# REQUIREMENT
Copy the listing below word for word, from its first line through the line containing "All paths have fill-rule evenodd.".

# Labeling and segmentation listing
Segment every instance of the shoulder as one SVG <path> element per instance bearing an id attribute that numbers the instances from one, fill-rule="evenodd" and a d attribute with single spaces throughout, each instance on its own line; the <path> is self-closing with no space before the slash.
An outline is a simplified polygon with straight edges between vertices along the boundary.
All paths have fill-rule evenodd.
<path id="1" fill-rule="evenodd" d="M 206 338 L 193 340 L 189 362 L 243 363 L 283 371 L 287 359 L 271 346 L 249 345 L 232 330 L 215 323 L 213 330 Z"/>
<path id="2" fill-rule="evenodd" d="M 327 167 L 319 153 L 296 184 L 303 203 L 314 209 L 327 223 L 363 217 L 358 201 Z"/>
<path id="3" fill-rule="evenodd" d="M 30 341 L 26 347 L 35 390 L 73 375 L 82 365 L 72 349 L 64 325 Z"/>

# WRITTEN RESPONSE
Segment every instance of the shoulder as one SVG <path> element per instance bearing an id attribute that numbers the instances from one, fill-rule="evenodd" and a d attribute with single spaces throughout, each instance on its own line; the <path> is self-closing with no space before the slash.
An outline is a simplified polygon with straight edges between vertices along the boundary.
All paths have fill-rule evenodd.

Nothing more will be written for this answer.